--- START STORED DATA ---

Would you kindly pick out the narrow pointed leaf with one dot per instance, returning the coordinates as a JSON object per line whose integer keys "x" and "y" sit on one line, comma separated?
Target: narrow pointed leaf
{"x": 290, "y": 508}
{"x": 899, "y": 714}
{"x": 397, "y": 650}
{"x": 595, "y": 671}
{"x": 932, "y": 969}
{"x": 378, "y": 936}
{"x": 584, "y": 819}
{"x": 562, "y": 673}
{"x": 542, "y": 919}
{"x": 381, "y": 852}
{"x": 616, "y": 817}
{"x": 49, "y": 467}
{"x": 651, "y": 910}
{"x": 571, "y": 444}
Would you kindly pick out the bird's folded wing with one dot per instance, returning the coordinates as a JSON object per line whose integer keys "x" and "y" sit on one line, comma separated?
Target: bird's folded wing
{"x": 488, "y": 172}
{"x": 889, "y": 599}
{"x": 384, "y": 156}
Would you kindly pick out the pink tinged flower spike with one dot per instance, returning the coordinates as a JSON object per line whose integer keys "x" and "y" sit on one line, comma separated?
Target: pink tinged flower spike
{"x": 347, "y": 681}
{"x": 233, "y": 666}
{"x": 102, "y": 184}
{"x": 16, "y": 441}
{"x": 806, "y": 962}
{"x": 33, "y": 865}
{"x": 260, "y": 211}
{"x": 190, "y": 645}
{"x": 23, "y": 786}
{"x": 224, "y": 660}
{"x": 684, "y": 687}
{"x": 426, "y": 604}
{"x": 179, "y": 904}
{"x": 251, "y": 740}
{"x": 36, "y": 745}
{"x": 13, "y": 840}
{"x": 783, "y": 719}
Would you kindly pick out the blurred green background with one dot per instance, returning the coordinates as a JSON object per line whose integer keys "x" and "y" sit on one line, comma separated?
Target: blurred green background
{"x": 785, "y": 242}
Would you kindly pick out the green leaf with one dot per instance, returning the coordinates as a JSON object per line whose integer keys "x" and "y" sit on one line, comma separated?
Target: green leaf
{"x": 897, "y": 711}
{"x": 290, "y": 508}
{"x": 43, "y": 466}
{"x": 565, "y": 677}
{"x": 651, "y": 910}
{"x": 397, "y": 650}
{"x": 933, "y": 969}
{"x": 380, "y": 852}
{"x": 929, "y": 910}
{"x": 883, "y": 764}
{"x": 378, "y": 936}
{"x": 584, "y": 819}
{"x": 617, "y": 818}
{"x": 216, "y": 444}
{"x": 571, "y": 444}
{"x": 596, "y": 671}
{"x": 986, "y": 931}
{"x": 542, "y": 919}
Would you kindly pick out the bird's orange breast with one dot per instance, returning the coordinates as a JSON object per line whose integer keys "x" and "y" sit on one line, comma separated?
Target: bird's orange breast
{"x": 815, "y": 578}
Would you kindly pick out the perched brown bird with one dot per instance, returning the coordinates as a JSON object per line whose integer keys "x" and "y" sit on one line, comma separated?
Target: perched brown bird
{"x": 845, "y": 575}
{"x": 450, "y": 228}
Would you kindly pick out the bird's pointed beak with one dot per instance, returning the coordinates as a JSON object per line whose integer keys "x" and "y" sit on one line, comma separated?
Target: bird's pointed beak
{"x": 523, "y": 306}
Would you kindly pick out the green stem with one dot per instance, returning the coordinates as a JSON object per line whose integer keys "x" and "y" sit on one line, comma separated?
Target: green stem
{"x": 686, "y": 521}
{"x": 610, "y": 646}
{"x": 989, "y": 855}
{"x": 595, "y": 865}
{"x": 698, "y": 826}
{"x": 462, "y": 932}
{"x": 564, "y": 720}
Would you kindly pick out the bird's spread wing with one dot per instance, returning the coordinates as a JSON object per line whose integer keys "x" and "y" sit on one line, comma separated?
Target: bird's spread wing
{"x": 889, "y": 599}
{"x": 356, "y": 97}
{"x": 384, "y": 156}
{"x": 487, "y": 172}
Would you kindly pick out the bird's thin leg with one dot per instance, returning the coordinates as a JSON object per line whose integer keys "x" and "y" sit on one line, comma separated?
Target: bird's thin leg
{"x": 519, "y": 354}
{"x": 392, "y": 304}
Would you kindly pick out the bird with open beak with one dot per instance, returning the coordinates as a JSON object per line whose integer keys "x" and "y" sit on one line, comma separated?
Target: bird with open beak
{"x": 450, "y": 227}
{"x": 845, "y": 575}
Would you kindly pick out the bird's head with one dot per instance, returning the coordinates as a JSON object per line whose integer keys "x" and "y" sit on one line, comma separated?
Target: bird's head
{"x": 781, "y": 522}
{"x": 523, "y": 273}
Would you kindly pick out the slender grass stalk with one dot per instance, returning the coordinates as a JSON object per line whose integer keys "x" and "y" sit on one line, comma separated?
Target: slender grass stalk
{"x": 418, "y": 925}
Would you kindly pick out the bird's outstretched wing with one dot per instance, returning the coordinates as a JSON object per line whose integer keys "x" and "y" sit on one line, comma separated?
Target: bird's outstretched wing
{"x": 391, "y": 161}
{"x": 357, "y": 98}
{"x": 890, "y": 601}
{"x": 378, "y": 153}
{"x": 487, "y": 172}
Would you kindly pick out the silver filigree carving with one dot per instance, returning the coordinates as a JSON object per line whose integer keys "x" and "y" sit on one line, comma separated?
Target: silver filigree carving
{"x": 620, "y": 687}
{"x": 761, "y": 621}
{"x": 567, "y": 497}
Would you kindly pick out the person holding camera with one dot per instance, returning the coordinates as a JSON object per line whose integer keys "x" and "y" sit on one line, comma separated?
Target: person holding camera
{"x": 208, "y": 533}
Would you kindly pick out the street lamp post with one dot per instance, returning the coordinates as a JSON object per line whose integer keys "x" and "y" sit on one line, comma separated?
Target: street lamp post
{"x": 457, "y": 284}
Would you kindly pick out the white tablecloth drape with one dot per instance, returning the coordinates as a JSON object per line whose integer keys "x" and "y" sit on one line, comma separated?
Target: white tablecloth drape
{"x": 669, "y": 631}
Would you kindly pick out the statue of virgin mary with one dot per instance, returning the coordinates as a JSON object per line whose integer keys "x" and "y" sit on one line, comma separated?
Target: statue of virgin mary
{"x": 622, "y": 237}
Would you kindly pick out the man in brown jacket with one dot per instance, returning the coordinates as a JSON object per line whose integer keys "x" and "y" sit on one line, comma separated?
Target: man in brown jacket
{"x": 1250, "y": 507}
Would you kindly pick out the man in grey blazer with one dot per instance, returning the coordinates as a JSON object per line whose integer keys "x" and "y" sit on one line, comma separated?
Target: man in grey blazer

--- END STORED DATA ---

# [PROMPT]
Copy all of the material above word for word, keeping every line in its original order.

# [RESPONSE TO THE EXERCISE]
Would you kindly pick out the narrow pointed leaf with one dot per instance, returning the coordinates as a JSON object per line whose integer keys "x" and "y" sit on one line, comma separated?
Target: narrow pointed leaf
{"x": 290, "y": 508}
{"x": 899, "y": 714}
{"x": 397, "y": 650}
{"x": 595, "y": 671}
{"x": 932, "y": 969}
{"x": 378, "y": 936}
{"x": 584, "y": 819}
{"x": 562, "y": 673}
{"x": 542, "y": 919}
{"x": 381, "y": 852}
{"x": 616, "y": 817}
{"x": 49, "y": 467}
{"x": 651, "y": 910}
{"x": 571, "y": 444}
Would you kindly pick out the bird's folded wing with one dot per instance, returning the coordinates as a JSON object per line whose integer keys "x" and "y" sit on one line, comma separated?
Target: bird's folded wing
{"x": 488, "y": 172}
{"x": 889, "y": 599}
{"x": 384, "y": 156}
Would you kindly pick out the pink tinged flower spike with one dot per instance, returning the coordinates as a JSON object per line whose integer keys "x" and "y" sit on one line, comma separated?
Target: pink tinged flower spike
{"x": 347, "y": 681}
{"x": 233, "y": 666}
{"x": 102, "y": 184}
{"x": 16, "y": 441}
{"x": 806, "y": 962}
{"x": 33, "y": 865}
{"x": 260, "y": 211}
{"x": 190, "y": 645}
{"x": 23, "y": 786}
{"x": 224, "y": 660}
{"x": 684, "y": 687}
{"x": 426, "y": 604}
{"x": 179, "y": 904}
{"x": 251, "y": 740}
{"x": 36, "y": 745}
{"x": 13, "y": 840}
{"x": 783, "y": 719}
Would you kindly pick out the blurred green background with one dot per instance, returning the coordinates as a JSON object per line whose integer keys "x" and "y" sit on one line, comma separated?
Target: blurred green background
{"x": 785, "y": 242}
Would you kindly pick out the green leaf with one dot per instance, returning the coordinates as a JSON object per line whose integer keys "x" and "y" sit on one line, comma separated?
Target: green leaf
{"x": 897, "y": 711}
{"x": 290, "y": 508}
{"x": 43, "y": 466}
{"x": 565, "y": 677}
{"x": 651, "y": 910}
{"x": 397, "y": 650}
{"x": 933, "y": 969}
{"x": 380, "y": 852}
{"x": 929, "y": 910}
{"x": 883, "y": 764}
{"x": 378, "y": 936}
{"x": 584, "y": 819}
{"x": 617, "y": 818}
{"x": 216, "y": 444}
{"x": 571, "y": 444}
{"x": 596, "y": 671}
{"x": 986, "y": 931}
{"x": 542, "y": 919}
Would you kindly pick out the bird's orange breast with one dot per instance, returning the coordinates as a JSON object per line whose integer keys "x" and "y" sit on one line, comma separated?
Target: bird's orange breast
{"x": 815, "y": 578}
Would you kindly pick out the perched brown bird with one dot per instance, returning the coordinates as a JSON object per line whose integer keys "x" and "y" sit on one line, comma separated?
Target: perched brown bird
{"x": 845, "y": 575}
{"x": 450, "y": 228}
Would you kindly pick out the bird's pointed beak with one dot per instance, returning the coordinates as a JSON object per line whose integer keys "x" and "y" sit on one line, comma separated?
Target: bird's pointed beak
{"x": 523, "y": 306}
Would you kindly pick out the green stem with one dot per instance, returning the coordinates as a JSON object per line whose integer keys "x" and "y" sit on one line, comma separated?
Target: green stem
{"x": 686, "y": 521}
{"x": 610, "y": 646}
{"x": 989, "y": 855}
{"x": 595, "y": 865}
{"x": 698, "y": 826}
{"x": 462, "y": 932}
{"x": 564, "y": 720}
Would you kindly pick out the bird's spread wing with one dot per instance, returning the coordinates as a JSON object per line whose integer keys "x" and "y" sit on one line, comma separated?
Target: bird's spread wing
{"x": 889, "y": 599}
{"x": 356, "y": 97}
{"x": 384, "y": 156}
{"x": 487, "y": 172}
Would you kindly pick out the bird's thin leg with one dot per instance, returning the coordinates as a JSON object per line whose integer keys "x" and "y" sit on one line, comma separated?
Target: bird's thin leg
{"x": 519, "y": 354}
{"x": 392, "y": 304}
Would you kindly pick out the bird with open beak with one dot per instance, returning the coordinates as a JSON object per line whose integer keys "x" and "y" sit on one line, comma separated?
Target: bird with open beak
{"x": 450, "y": 227}
{"x": 845, "y": 575}
Would you kindly pick out the bird's head with one dot per instance, returning the coordinates as a JSON object per line whose integer keys "x" and "y" sit on one line, comma separated?
Target: bird's head
{"x": 781, "y": 522}
{"x": 523, "y": 273}
Would you kindly pick out the slender grass stalk with one dot per instance, returning the coordinates as a JSON object per line whose integer keys "x" and "y" sit on one line, comma separated?
Target: slender grass stalk
{"x": 418, "y": 925}
Would you kindly pick out the bird's outstretched wing with one dot per instance, returning the coordinates as a JSON object per line whose integer keys "x" and "y" sit on one line, comma separated?
Target: bird's outstretched wing
{"x": 391, "y": 161}
{"x": 357, "y": 98}
{"x": 890, "y": 601}
{"x": 378, "y": 153}
{"x": 487, "y": 172}
Would you kindly pick out the silver filigree carving with one dot per instance, returning the coordinates as a JSON object per line whose integer keys "x" and "y" sit on one line, comma separated?
Target: silver filigree carving
{"x": 620, "y": 687}
{"x": 761, "y": 621}
{"x": 567, "y": 497}
Would you kindly pick out the person holding camera with one dot per instance, returning the coordinates as a JSON object per line whose integer keys "x" and "y" sit on one line, comma separated?
Target: person holding camera
{"x": 208, "y": 533}
Would you kindly pick out the street lamp post with one dot per instance, returning the coordinates as a JSON object per line whose integer keys "x" and "y" sit on one line, comma separated?
Target: street lamp post
{"x": 457, "y": 284}
Would you kindly pick out the white tablecloth drape with one dot per instance, returning the coordinates as a JSON object per line whose integer keys "x" and "y" sit on one line, comma separated?
Target: white tablecloth drape
{"x": 669, "y": 631}
Would you kindly pick out the statue of virgin mary with one dot per instance, returning the coordinates as a JSON object per line whose integer keys "x" and "y" sit on one line, comma separated?
Target: statue of virgin mary
{"x": 622, "y": 237}
Would you kindly pick out the man in brown jacket with one dot per instance, returning the coordinates as a JSON object per line whose integer keys "x" and "y" sit on one line, comma separated?
Target: man in brown jacket
{"x": 1250, "y": 507}
Would you kindly pick out the man in grey blazer with one dot per instance, returning the coordinates as a JSON object per line whose integer keys "x" and "y" sit on one line, comma separated?
Target: man in grey blazer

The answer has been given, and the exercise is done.